> **取り組む課題**
a - 消化器内科の説明文のうち、「入院治療が必要な場合には、近」から「血管の病気のこともあります。」までを一字も変えずに書き写してください。
b - 次の(i)～(iii)は消化器内科の説明文の内容と合っていますか。それぞれ「はい」か「いいえ」で答え、判断の決め手となる箇所を本文からそのまま引用してください。
(i) 消化器内科は7つの臓器を診察する。
(ii) 入院治療が必要な場合は、当院に入院して治療を受けられる。
(iii) 胃カメラで逆流性食道炎の所見がなければ、症状は出ない。
c - 消化器内科の説明文を、最後の文の次から書き継いでください。

> **提示文**
•••••
消化器内科とは
消化器内科は食道、胃、小腸、大腸、肝臓、胆のう、膵臓の7つの臓器を診察する内科です。多くの臓器を扱い、様々な症状や病気の治療にあたります。必要に応じてレントゲン、胃カメラ、大腸カメラ、超音波(エコー)検査など追加し、診断、治療をおこないます。
入院治療が必要な場合には、近隣の総合病院をご紹介いたします。治療後には総合病院から逆紹介してもらい、当院で経過観察をおこなうこともできます。消化器病専門医、消化器内視鏡専門医、肝臓専門医の資格を有した医師が診療いたします。
症状
胸焼け、胸部灼熱(しゃくねつ)感、胸痛
胃食道逆流症では胃酸などが逆流し、このような症状がでます。胃カメラで逆流性食道炎の所見がない場合も、症状が出現することもあります。そのほか、肺に穴が開く気胸、狭心症、心筋梗塞、大動脈解離といった心臓、大血管の病気のこともあります。
•••••
参照表現データ:

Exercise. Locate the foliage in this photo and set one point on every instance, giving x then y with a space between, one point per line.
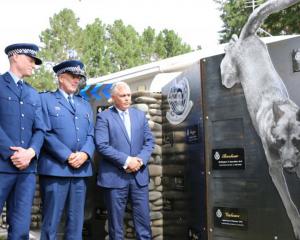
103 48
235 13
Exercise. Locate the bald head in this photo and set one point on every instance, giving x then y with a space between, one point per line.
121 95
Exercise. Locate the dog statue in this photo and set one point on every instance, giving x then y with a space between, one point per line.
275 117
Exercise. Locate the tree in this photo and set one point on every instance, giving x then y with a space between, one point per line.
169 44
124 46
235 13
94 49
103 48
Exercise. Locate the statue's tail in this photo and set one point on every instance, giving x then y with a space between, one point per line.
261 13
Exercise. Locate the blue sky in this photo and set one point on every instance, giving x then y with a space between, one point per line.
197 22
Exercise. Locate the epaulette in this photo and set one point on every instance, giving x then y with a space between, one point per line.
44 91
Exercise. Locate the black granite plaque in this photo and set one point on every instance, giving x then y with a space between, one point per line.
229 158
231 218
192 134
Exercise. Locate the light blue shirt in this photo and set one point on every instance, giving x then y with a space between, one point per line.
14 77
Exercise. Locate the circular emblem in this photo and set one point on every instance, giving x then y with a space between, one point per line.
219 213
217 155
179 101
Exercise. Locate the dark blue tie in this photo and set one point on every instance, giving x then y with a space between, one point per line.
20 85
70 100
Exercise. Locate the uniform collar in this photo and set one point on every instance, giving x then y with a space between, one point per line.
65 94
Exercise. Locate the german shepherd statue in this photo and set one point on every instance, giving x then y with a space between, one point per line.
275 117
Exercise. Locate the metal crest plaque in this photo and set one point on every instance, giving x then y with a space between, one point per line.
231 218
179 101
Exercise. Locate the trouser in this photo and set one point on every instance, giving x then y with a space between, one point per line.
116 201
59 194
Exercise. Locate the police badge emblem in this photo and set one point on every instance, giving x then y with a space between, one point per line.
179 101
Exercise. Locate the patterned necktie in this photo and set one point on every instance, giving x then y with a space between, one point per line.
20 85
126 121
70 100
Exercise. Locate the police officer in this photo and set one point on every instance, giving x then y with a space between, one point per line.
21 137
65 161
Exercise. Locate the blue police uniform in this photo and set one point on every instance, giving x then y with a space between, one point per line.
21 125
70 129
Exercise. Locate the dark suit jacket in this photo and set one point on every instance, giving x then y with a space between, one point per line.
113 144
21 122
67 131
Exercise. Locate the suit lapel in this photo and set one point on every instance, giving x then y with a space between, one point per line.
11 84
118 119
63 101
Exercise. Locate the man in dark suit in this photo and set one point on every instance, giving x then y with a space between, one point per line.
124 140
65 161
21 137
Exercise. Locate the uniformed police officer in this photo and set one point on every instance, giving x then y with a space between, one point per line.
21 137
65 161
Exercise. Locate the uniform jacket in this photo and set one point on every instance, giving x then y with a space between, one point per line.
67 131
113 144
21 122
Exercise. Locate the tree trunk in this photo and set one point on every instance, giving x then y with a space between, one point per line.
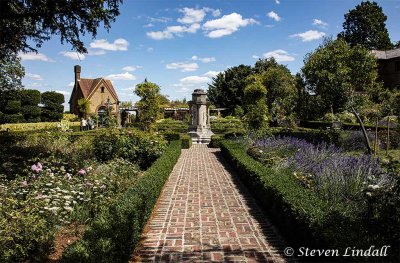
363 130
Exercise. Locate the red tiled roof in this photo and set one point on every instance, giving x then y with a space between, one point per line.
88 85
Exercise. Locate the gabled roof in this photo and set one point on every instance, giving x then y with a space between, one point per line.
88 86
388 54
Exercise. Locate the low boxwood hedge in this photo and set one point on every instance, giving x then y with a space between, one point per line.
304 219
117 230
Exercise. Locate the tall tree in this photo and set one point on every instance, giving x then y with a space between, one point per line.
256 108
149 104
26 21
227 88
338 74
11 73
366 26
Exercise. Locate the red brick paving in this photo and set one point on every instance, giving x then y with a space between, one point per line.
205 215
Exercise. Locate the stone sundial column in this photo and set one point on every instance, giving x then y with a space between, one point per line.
•••••
> **解答一覧**
a -
入院治療が必要な場合には、近隣の総合病院をご紹介いたします。治療後には総合病院から逆紹介してもらい、当院で経過観察をおこなうこともできます。消化器病専門医、消化器内視鏡専門医、肝臓専門医の資格を有した医師が診療いたします。
症状
胸焼け、胸部灼熱(しゃくねつ)感、胸痛
胃食道逆流症では胃酸などが逆流し、このような症状がでます。胃カメラで逆流性食道炎の所見がない場合も、症状が出現することもあります。そのほか、肺に穴が開く気胸、狭心症、心筋梗塞、大動脈解離といった心臓、大血管の病気のこともあります。

b -
(i) はい。「消化器内科は食道、胃、小腸、大腸、肝臓、胆のう、膵臓の7つの臓器を診察する内科です」
(ii) いいえ。「入院治療が必要な場合には、近隣の総合病院をご紹介いたします」
(iii) いいえ。「胃カメラで逆流性食道炎の所見がない場合も、症状が出現することもあります」

c -
飲み込みにくい、つかえ感
食道がんが進行してくると、物理的に食道が狭くなり、このような症状がでます。その他、胃食道逆流症、食道アカラシアでも知覚過敏や食道の動きが悪く症状がでることがあります。またヒステリー球といわれるストレスや精神的な要因が関係して、つかえ感が出現していることもあります。
胃が痛い
胃がんが進行すると潰瘍ができ、胃が痛くなることもありますが、急性胃炎、胃潰瘍、十二指腸潰瘍、十二指腸炎、機能性ディスペプシアなどで胃が痛くなることも多くあります。また、胆石症や心筋梗塞でも胃が痛いといった症状がでる方もいます。
おなかが痛い
おなかが痛くなる原因はたくさんあります。胃腸の病気、胆のう・膵臓の病気やがんも進行するとおなかが痛くなります。痛みの場所、痛みかた、痛みの強さ、いつから痛いか、その他の症状も重要です。
背中が痛い
急性膵炎、慢性膵炎などは背中の痛みがよくでます。その他、大動脈解離、尿路結石や整形外科的な筋肉・神経の病気ででることもあります。吐き気、おなかの痛みの有無なども併せて診察します。
吐き気、嘔吐
吐き気、嘔吐の原因はたくさんあります。このページであげている、多くの消化器疾患でも症状はでますが、風邪をはじめとして、心臓病、腎臓病、内分泌、脳や耳鼻科系の病気など多くの病気でも具合が悪くなると症状がでることがあります。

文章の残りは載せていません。